The only woman film director to come out of Japan during the 1950s, Kinuyo Tanaka was a famous and respected actress before venturing behind the camera. In light of the conventional Japanese society of the 1950s, in which women's roles were strictly defined, her desire to stretch the boundaries was greeted with fierce opposition, and only through the most determined effort was she able to make six films. Faced with continued professional hostility and audience indifference, she finally abandoned her directoral pursuits and returned to acting.

(Information provided):
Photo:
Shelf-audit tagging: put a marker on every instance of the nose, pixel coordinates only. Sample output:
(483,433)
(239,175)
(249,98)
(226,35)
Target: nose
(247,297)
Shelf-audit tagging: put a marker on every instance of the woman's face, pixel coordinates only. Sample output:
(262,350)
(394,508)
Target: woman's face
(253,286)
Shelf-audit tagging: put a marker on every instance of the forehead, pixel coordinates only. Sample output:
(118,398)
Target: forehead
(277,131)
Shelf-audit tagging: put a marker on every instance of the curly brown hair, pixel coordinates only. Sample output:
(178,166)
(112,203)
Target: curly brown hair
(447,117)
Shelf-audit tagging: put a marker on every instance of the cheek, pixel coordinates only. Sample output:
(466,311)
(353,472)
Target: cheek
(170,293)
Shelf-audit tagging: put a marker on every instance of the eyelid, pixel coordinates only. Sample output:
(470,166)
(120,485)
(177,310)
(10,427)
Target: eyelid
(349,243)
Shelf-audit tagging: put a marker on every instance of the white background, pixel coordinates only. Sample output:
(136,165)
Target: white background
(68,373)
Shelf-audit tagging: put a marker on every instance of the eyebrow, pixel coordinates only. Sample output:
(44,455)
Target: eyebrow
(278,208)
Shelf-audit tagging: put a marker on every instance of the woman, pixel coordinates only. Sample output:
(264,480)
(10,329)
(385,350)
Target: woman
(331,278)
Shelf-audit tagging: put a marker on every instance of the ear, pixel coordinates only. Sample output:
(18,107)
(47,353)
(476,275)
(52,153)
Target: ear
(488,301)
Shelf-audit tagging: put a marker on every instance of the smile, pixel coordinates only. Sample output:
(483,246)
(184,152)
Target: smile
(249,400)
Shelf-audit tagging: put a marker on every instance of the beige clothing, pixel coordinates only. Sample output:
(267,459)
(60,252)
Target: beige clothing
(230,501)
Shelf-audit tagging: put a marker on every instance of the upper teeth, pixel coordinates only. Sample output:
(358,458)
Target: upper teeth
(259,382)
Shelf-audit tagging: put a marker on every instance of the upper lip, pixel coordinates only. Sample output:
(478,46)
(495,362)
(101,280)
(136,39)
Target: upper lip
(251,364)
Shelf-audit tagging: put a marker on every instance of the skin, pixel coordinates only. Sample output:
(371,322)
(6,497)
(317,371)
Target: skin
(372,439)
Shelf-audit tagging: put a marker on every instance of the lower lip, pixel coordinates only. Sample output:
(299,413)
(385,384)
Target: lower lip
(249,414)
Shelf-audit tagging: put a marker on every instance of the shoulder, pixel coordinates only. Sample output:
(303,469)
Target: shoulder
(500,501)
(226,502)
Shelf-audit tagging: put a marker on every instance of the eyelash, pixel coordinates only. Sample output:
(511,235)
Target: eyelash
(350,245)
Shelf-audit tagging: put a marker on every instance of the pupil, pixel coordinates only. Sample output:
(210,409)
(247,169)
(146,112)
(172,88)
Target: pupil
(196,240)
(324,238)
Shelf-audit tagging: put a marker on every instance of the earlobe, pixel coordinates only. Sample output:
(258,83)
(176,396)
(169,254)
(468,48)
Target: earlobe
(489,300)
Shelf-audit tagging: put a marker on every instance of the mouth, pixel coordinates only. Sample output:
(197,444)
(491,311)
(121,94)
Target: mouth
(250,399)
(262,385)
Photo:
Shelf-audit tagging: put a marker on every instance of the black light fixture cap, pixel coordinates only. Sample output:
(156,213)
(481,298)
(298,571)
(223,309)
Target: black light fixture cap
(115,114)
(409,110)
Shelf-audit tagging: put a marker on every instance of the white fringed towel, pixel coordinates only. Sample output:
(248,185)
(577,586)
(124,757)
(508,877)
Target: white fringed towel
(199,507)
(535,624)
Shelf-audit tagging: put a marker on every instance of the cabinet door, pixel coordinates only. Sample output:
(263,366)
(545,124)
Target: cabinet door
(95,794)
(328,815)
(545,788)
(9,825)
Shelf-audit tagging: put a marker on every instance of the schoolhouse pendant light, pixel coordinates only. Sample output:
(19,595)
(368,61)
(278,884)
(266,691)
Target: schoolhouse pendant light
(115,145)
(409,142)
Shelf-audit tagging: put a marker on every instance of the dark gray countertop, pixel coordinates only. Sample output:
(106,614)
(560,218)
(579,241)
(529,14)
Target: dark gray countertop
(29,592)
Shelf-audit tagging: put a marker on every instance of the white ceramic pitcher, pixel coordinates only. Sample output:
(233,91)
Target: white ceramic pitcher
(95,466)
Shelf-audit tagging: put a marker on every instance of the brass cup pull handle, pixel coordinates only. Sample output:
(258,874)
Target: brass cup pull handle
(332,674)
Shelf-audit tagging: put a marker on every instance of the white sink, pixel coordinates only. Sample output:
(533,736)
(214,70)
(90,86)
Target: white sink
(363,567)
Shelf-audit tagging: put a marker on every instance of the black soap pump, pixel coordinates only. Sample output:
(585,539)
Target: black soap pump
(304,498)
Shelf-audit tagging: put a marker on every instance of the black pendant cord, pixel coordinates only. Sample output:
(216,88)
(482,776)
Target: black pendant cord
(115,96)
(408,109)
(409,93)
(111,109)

(Work to complete):
1: From the passage on Kinuyo Tanaka, list each form of resistance or discouragement she met as a director.
2: According to the passage on Kinuyo Tanaka, why did she stop directing and return to acting?

(Written responses):
1:
- Fierce opposition to her desire to stretch the boundaries
- Continued professional hostility
- Audience indifference

2: She gave up directing because she faced continued professional hostility and audience indifference. After making six films through the most determined effort, she abandoned her directorial pursuits and went back to acting.